Set problem: Every entry must be given again exactly.

****************

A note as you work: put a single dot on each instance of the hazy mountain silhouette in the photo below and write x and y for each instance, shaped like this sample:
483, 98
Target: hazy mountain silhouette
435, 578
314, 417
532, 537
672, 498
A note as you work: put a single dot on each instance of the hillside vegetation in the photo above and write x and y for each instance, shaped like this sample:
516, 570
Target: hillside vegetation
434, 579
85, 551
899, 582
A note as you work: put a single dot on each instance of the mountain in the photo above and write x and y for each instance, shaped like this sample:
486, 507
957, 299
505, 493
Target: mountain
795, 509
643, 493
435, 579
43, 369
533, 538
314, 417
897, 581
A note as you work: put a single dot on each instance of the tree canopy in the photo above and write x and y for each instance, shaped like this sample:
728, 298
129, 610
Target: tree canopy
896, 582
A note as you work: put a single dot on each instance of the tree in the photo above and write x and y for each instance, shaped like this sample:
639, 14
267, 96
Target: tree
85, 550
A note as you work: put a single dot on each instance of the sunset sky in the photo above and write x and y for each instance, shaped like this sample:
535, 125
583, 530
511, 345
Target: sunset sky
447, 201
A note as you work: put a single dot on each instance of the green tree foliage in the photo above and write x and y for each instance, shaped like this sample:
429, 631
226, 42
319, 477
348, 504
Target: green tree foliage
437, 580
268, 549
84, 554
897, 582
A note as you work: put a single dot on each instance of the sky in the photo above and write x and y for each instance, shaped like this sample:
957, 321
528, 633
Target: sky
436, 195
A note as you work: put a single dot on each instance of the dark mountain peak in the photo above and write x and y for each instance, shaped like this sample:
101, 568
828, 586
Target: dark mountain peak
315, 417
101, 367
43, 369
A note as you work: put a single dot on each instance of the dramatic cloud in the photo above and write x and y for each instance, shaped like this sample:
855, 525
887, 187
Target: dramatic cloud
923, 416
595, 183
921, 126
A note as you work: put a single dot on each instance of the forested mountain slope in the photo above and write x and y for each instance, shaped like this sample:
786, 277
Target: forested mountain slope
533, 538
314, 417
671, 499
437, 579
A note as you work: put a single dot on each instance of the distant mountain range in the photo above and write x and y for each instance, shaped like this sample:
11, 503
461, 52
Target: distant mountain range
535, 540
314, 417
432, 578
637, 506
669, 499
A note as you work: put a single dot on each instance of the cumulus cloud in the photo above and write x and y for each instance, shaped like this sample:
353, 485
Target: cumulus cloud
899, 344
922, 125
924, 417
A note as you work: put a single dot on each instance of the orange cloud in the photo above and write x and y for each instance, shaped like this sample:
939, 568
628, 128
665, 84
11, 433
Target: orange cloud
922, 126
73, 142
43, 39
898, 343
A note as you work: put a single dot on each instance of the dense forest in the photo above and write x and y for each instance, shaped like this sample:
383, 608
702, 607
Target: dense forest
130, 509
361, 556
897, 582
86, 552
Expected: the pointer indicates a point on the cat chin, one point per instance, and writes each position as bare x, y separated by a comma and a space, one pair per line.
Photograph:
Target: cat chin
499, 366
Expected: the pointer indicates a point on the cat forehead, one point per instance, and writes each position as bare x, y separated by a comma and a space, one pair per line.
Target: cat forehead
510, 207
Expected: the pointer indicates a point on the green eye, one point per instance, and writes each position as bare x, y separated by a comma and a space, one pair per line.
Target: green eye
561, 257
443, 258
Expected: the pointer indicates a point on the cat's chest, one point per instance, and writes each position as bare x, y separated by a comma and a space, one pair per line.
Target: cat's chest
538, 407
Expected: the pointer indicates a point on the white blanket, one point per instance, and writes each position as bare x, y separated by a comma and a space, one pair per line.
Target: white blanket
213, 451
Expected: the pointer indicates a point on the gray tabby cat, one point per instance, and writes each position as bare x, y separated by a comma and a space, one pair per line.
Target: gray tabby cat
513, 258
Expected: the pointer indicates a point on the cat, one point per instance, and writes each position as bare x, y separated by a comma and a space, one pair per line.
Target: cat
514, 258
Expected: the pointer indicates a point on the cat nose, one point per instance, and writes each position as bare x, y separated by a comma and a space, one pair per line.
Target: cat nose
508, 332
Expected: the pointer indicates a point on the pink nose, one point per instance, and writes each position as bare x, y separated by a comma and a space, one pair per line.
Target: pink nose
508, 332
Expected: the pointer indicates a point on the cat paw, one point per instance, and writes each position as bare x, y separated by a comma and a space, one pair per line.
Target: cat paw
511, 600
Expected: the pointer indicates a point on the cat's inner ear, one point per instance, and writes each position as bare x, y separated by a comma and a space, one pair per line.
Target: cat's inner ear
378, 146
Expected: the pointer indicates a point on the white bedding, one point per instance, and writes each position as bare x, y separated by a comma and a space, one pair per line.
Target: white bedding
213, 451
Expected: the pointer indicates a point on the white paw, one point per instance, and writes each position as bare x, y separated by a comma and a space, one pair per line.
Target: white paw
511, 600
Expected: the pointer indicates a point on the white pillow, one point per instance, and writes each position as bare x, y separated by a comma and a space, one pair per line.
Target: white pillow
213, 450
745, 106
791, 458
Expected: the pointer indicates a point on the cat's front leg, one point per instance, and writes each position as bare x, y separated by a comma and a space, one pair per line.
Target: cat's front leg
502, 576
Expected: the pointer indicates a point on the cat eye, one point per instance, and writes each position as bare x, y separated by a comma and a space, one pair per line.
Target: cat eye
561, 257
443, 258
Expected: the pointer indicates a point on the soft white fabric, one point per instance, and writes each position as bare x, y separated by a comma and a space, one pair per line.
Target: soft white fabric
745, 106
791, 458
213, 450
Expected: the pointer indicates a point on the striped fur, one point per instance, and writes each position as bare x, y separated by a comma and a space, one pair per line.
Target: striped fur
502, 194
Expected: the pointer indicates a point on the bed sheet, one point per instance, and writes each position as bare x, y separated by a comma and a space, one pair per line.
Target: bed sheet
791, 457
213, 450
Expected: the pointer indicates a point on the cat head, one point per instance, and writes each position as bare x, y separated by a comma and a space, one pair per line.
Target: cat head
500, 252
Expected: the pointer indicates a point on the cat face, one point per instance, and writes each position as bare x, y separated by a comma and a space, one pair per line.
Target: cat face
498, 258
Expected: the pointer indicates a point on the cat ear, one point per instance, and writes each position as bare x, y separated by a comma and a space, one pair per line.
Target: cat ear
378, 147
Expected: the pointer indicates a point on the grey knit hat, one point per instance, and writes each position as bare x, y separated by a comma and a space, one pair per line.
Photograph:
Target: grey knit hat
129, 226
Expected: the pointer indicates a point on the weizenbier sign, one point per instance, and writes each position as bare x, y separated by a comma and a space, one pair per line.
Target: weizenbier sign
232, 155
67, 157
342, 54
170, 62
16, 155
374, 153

****************

Result for this task:
A note as you work: put a single dot on each instance of the hazy mountain silhouette in the photo below and write x and y for each instance, shaped like this sample:
483, 98
Target: hazy mountain silhouette
435, 578
314, 417
532, 537
672, 498
A note as you work: put a single dot on each instance of the hillside vegetation in the photo above and write x and y for each instance, shaped like this sample:
516, 570
Target: hillside vegetation
434, 579
85, 551
899, 582
A note as you work: put a single dot on each instance of the mountain in the photo above and write x and y for each instance, shaped like this sample:
486, 507
957, 299
505, 493
Target: mountain
795, 509
643, 493
435, 579
43, 369
533, 538
314, 417
897, 581
A note as you work: put a single dot on each instance of the tree canopy in the photo above and write x and y for each instance, shaped like this sample:
728, 298
129, 610
Target: tree canopy
896, 582
A note as you work: put a single dot on each instance of the tree in the photo above and write x and y for each instance, shaped like this sample:
639, 14
267, 96
Target: tree
85, 550
A note as you work: put a single dot on each instance of the sunset sky in the photo above and write x and y for each instance, shaped like this sample:
535, 125
583, 530
511, 345
Target: sunset sky
447, 201
A note as you work: put a single dot on each instance of the green tree foliage in the photo above and write x and y for each instance, shaped like this sample:
429, 631
226, 42
319, 477
348, 504
Target: green tree foliage
437, 580
268, 549
84, 554
897, 582
A note as you work: put a single dot on each instance of the sky in the photo above and write x and y for each instance, shaped like this sample:
957, 321
528, 633
Target: sky
436, 195
A note as you work: put a single dot on each instance of the dark mountain peak in the photo above and write x and y for each instance, shaped like this sample:
101, 568
828, 586
Target: dark mountain peak
315, 417
101, 367
43, 369
A note as you work: put a single dot on each instance of the dramatic cloud in the photo above and write x and y for each instance, shaped like this sample:
855, 525
887, 187
Target: dramatic cloud
923, 416
595, 183
921, 126
A note as you work: put a single dot on each instance of the forested mountain slope in the photo above and write x and y for each instance, shaped like this sample:
786, 277
Target: forested mountain slope
533, 538
314, 417
671, 499
437, 579
A note as you work: put a single dot on each instance of the distant mountain range in the photo above and write x and y for each instance, shaped like this sample:
11, 503
461, 52
Target: distant mountain range
535, 540
314, 417
432, 578
637, 506
669, 499
A note as you work: put a single dot on each instance of the cumulus cloud in the photo above and write x and y for each instance, shaped like this sample:
353, 485
Target: cumulus cloud
899, 344
922, 125
924, 417
A note as you work: put a single dot on each instance of the orange cloud in the photo above and write x and y for each instance, shaped like this sample:
939, 568
628, 128
665, 84
11, 433
Target: orange cloud
922, 126
73, 142
43, 39
898, 343
A note as you work: put a single dot on each instance of the dense forest in the photo above and write x and y for each instance, shaped like this sample:
383, 608
702, 607
Target: dense forest
130, 509
361, 556
897, 582
86, 552
Expected: the pointer indicates a point on the cat chin, one point per instance, and writes each position as bare x, y separated by a comma and a space, one pair per line.
Photograph:
Target: cat chin
499, 366
Expected: the pointer indicates a point on the cat forehead, one point per instance, and writes each position as bare x, y separated by a comma and a space, one pair per line.
Target: cat forehead
510, 207
Expected: the pointer indicates a point on the green eye, one point per instance, and writes each position as bare x, y separated by a comma and a space, one pair per line.
Target: green eye
561, 257
443, 258
Expected: the pointer indicates a point on the cat's chest, one point per instance, and writes each position as bare x, y separated by a comma and a space, one pair per line.
Target: cat's chest
538, 407
Expected: the pointer indicates a point on the white blanket, one point per instance, and writes each position as bare x, y separated by a comma and a space, one pair per line.
Target: white blanket
213, 451
Expected: the pointer indicates a point on the gray tabby cat, one point per instance, and writes each position as bare x, y separated by a comma and a space, one pair per line.
Target: gray tabby cat
513, 258
Expected: the pointer indicates a point on the cat, one point per instance, and writes each position as bare x, y separated by a comma and a space, one pair per line.
Target: cat
514, 258
Expected: the pointer indicates a point on the cat nose, one point per instance, and writes each position as bare x, y separated by a comma and a space, one pair per line.
Target: cat nose
508, 332
Expected: the pointer indicates a point on the pink nose, one point per instance, and writes each position as bare x, y separated by a comma and a space, one pair per line.
Target: pink nose
508, 332
Expected: the pointer indicates a point on the cat paw, one point per instance, and writes each position as bare x, y separated by a comma and a space, one pair per line.
Target: cat paw
511, 600
Expected: the pointer indicates a point on the cat's inner ear, one point per instance, and writes each position as bare x, y separated by a comma and a space, one pair per line.
Target: cat's inner ear
378, 146
Expected: the pointer indicates a point on the white bedding, one point per instance, and writes each position as bare x, y separated by a comma and a space, one pair per line.
Target: white bedding
213, 451
Expected: the pointer indicates a point on the white paw, one point per instance, and writes each position as bare x, y separated by a comma and a space, one pair per line.
Target: white paw
511, 600
Expected: the pointer indicates a point on the white pillow, one point per instance, and writes each position as bare x, y separated by a comma and a space, one pair per line.
Target: white pillow
213, 450
745, 106
791, 458
Expected: the pointer indicates a point on the cat's front leg, one point per instance, and writes each position as bare x, y separated by a comma and a space, one pair per line.
Target: cat's front leg
502, 576
Expected: the pointer indicates a point on the cat eye, one point per instance, and writes each position as bare x, y separated by a comma and a space, one pair per line.
Target: cat eye
561, 257
443, 258
Expected: the pointer indicates a point on the soft white fabric, one point per instance, and writes each position as bare x, y separated by a comma and a space, one pair per line.
Target: soft white fabric
745, 106
791, 458
213, 450
Expected: the pointer indicates a point on the striped fur, one point per instance, and writes each position as bare x, y separated by a comma and a space, one pair per line.
Target: striped fur
502, 194
Expected: the pointer indicates a point on the bed sheet, one point per instance, and writes each position as bare x, y separated by a comma and a space, one pair per line.
Target: bed sheet
791, 457
213, 450
Expected: the pointer indicates a point on the cat head, one point per instance, and writes each position as bare x, y separated by a comma and a space, one pair per line.
Target: cat head
500, 252
Expected: the pointer indicates a point on the cat face, one point per instance, and writes each position as bare x, y separated by a comma and a space, one pair per line.
Target: cat face
498, 258
Expected: the pointer indicates a point on the cat ear, one point per instance, and writes each position as bare x, y separated by a comma and a space, one pair per line.
Target: cat ear
378, 147
Expected: the pointer indicates a point on the grey knit hat, one point per instance, and writes each position as bare x, y separated by a comma and a space, one pair per line.
Photograph:
Target: grey knit hat
129, 226
Expected: the pointer indicates a point on the weizenbier sign, one point per instance, and writes each position as bare x, y separated by a comma and a space, one pair per line.
Target: weizenbier sign
232, 155
67, 157
342, 54
170, 62
16, 155
374, 153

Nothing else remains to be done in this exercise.